(Referring expression data)
***

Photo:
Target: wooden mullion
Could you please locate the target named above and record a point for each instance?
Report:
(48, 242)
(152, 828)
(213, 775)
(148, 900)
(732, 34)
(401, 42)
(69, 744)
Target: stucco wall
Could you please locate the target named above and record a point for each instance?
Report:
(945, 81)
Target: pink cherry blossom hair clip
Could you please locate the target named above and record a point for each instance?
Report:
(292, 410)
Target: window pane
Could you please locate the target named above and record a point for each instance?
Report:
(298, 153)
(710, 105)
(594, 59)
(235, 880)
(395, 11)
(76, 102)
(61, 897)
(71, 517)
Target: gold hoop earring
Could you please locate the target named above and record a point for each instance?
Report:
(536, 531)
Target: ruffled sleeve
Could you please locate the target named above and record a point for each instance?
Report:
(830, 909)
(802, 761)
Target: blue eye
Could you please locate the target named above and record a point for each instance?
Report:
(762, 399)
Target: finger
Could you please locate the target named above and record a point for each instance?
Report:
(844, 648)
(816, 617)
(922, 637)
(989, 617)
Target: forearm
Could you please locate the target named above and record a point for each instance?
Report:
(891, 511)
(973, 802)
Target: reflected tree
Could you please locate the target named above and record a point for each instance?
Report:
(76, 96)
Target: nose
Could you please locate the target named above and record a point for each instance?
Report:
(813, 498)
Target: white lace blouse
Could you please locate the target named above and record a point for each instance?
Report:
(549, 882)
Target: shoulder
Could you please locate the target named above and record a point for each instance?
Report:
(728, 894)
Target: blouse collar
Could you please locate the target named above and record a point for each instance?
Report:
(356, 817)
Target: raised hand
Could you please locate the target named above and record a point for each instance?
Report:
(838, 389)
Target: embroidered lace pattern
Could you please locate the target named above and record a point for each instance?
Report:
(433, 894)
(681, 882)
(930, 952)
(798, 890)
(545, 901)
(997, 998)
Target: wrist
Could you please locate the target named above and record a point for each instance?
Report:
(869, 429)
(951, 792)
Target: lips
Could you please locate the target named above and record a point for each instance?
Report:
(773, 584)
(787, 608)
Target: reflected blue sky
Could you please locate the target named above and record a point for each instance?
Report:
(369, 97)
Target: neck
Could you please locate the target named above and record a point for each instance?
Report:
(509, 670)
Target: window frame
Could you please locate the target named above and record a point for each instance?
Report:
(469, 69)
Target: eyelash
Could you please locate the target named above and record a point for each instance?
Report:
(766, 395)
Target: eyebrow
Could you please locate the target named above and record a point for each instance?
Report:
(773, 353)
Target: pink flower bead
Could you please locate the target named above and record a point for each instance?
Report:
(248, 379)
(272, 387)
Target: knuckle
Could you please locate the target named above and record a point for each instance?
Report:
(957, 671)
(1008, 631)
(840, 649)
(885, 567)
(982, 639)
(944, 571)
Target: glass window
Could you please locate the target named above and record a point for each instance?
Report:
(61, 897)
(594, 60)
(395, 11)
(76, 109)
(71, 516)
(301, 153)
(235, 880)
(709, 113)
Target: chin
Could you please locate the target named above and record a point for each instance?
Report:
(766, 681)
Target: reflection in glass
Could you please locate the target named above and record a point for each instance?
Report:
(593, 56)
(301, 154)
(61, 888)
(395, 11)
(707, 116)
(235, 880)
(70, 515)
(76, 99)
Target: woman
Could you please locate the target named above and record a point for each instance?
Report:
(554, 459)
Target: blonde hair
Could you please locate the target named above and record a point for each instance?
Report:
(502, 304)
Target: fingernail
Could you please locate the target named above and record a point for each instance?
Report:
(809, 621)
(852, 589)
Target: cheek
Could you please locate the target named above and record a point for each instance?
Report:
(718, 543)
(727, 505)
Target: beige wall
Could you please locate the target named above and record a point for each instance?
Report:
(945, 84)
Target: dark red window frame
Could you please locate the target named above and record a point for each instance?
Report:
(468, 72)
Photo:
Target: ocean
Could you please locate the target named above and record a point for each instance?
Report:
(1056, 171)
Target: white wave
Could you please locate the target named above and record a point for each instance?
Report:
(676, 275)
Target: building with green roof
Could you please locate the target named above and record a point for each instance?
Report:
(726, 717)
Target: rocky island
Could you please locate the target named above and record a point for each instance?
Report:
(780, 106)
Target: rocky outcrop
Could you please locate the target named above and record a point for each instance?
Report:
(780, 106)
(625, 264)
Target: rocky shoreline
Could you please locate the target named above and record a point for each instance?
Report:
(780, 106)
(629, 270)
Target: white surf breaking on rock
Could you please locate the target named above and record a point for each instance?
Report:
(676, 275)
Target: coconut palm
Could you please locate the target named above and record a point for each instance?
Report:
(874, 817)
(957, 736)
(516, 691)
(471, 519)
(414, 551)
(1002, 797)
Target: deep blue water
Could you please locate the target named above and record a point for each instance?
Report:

***

● What this task involves: Write the records above out again precisely.

● Exercise output:
Photo:
Target: wooden mullion
Could you please locate the target named above and record a point for each instance?
Report:
(48, 242)
(152, 828)
(213, 775)
(148, 900)
(732, 34)
(401, 42)
(69, 744)
Target: stucco wall
Could you please locate the target named above and record a point for each instance?
Report:
(945, 81)
Target: pink cherry blossom hair clip
Could you please locate the target named above and record a point for each instance?
Report:
(292, 410)
Target: window pane
Could you please locate the target named above and record a point for each instance?
Report:
(298, 153)
(710, 105)
(594, 59)
(235, 880)
(395, 11)
(76, 102)
(61, 897)
(71, 517)
Target: gold hoop earring
Could you please locate the target named above and record a point for each instance?
Report:
(536, 531)
Target: ruffled sleeve
Could you please locate the target named above and record a point for each instance?
Report:
(830, 909)
(802, 761)
Target: blue eye
Could you please locate the target named above and record a point for each instance?
Report:
(762, 399)
Target: finger
Could you please locate the target named above and record a point for each instance?
Report:
(844, 648)
(816, 617)
(922, 637)
(989, 617)
Target: forearm
Could you please locate the target named above and record a point for each instance?
Report:
(891, 511)
(973, 802)
Target: reflected tree
Could you please locate the target named above and record a point for each instance?
Report:
(76, 96)
Target: nose
Could you please locate the target named above and record a point for each instance?
Report:
(813, 498)
Target: white lace blouse
Could you please locate the target named above and record a point for each instance?
Report:
(549, 882)
Target: shoulder
Could you please locate the target named above and record a point for each instance?
Report:
(728, 894)
Target: blouse collar
Could you please locate the target named above and record a point for each instance?
Report:
(356, 817)
Target: raised hand
Could you please locate the target named above and record a point for each instance?
Report:
(838, 389)
Target: embroidered lace pattern
Could you please locate the target named above and record a point for each instance?
Report:
(433, 894)
(681, 882)
(930, 952)
(798, 890)
(545, 901)
(997, 998)
Target: wrist
Could you please locate the target named above and record a point for each instance?
Report:
(869, 429)
(951, 792)
Target: lips
Could you please locate the target named above and record a point for each instance?
Report:
(773, 584)
(787, 608)
Target: reflected blue sky
Could you please locate the target named above and record a point for each instance?
Report:
(369, 97)
Target: neck
Could you please locate the target named above and record a point for each instance?
Report:
(509, 670)
Target: window frame
Could you please locate the target named above and record a point for each instance?
Report:
(469, 69)
Target: eyelash
Could you please locate the target named above and record a point for each instance?
Report:
(766, 395)
Target: eyebrow
Could you please locate the target named above and record a point for each instance?
Report:
(773, 353)
Target: pink flower bead
Could you please locate the target named above and record a point for each instance?
Report:
(248, 379)
(272, 387)
Target: knuckle
Could you please locate the target named above and record a point for each instance?
Report:
(957, 671)
(1008, 631)
(840, 649)
(885, 567)
(982, 639)
(944, 571)
Target: glass window
Could you please locate the target named above and record a point for each instance?
Report:
(61, 897)
(594, 60)
(395, 11)
(76, 109)
(71, 516)
(301, 153)
(235, 880)
(709, 113)
Target: chin
Could you please locate the target named above and record a point for each instance?
Report:
(766, 681)
Target: reflection in glass
Could you please locate the target named above and record a point for each instance?
Report:
(593, 56)
(301, 154)
(61, 888)
(395, 11)
(707, 116)
(235, 880)
(70, 515)
(76, 99)
Target: woman
Could you please locate the target named above and record a point for each instance?
Report:
(554, 459)
Target: blonde hair
Could you please locate the target named above and record a point for each instance?
Report:
(502, 304)
Target: fingernail
Could you please locate the target named above and record a point for each instance?
Report:
(809, 621)
(852, 589)
Target: cheek
Could you please locate the target named above and record a point for each instance?
Report:
(718, 543)
(727, 505)
Target: beige wall
Could you please locate the target named above and record a point for each instance?
Report:
(945, 84)
Target: dark red window frame
Could you please locate the target named above and record a point for each instance?
Report:
(468, 72)
Photo:
Target: ocean
Could you please locate the target named above and record a point for each instance?
Report:
(1056, 171)
Target: white wave
Could you please locate the target named above and record a point for each instance?
Report:
(676, 275)
Target: building with green roof
Could you please locate the target named above and record a point for each instance?
Report:
(726, 717)
Target: rocky island
Could you please locate the target named above and record a point for each instance?
Report:
(780, 106)
Target: rocky outcrop
Could you please locate the target named above and record a point for each instance?
Report:
(780, 106)
(625, 264)
Target: rocky shoreline
Could you please locate the target named above and record a point for each instance?
Report:
(780, 106)
(629, 270)
Target: white surf breaking on rock
Could you please locate the target named above and record a point for each instance?
Report:
(676, 275)
Target: coconut palm
Could you please locate the target named above and record a point for each instance?
Report:
(874, 817)
(957, 736)
(516, 691)
(471, 519)
(414, 551)
(1002, 797)
Target: deep blue water
Could you please locate the target named above and record a point for each instance?
Report:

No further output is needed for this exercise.